## TASK DESCRIPTION:
Return, word for word, the lines of the records from the line containing "In this exercise you will indicate the boat hull" through the line containing "In this exercise you will indicate the reflection", with both of those lines included.

Entries from a point annotation set
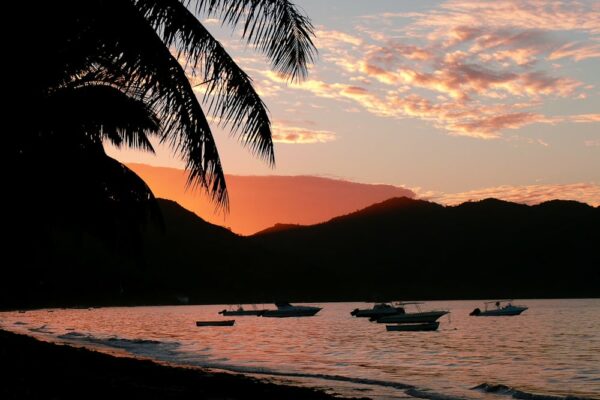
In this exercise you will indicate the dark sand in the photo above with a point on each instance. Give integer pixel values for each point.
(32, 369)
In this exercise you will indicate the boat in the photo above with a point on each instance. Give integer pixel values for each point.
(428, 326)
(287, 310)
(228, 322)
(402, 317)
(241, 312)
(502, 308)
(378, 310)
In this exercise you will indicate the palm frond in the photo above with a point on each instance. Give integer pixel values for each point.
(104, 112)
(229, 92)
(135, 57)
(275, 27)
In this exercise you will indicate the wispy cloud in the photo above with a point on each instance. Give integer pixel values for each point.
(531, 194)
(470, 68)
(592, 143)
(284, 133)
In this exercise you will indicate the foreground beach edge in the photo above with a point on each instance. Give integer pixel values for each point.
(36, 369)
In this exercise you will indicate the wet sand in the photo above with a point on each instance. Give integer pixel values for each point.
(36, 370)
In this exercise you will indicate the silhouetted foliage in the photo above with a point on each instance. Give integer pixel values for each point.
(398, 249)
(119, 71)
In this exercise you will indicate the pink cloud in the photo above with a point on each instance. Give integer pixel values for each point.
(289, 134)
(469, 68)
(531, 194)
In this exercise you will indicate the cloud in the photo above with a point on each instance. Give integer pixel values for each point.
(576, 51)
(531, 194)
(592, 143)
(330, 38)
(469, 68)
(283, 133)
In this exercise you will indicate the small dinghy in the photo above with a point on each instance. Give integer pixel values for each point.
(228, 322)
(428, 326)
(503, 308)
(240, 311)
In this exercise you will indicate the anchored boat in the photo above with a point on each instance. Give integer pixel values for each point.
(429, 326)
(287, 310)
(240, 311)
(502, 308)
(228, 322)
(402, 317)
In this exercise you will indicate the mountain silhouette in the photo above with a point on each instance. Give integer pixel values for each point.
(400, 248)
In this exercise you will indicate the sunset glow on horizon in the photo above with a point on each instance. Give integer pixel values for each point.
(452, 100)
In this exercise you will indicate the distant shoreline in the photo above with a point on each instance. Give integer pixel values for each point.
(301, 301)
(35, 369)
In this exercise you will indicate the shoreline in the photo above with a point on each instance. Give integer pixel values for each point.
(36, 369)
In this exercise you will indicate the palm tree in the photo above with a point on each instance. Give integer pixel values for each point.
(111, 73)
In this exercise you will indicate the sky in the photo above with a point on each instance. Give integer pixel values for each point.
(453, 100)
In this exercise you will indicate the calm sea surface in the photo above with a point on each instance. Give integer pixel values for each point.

...

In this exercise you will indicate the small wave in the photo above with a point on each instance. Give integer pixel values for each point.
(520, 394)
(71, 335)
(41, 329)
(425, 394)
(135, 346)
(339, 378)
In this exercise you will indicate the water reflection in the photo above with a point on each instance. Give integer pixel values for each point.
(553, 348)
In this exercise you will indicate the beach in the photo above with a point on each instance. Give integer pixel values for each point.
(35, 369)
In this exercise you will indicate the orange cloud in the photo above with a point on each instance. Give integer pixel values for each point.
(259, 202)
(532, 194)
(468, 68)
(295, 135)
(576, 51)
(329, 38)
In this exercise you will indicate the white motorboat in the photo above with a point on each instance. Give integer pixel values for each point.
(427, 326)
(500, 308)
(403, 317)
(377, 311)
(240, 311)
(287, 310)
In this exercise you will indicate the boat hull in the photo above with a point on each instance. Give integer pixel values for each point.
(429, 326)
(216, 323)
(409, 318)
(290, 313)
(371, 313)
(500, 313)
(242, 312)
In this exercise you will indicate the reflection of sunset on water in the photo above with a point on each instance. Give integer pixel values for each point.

## WRITTEN RESPONSE:
In this exercise you will indicate the boat hull in the photo above with a point on each instance. Give integer pixel values for each point.
(429, 326)
(216, 323)
(409, 318)
(290, 313)
(371, 313)
(500, 313)
(242, 312)
In this exercise you will indicate the reflection of sunset on water in the photo above with a point on each instance. Give integer pixel values for each point.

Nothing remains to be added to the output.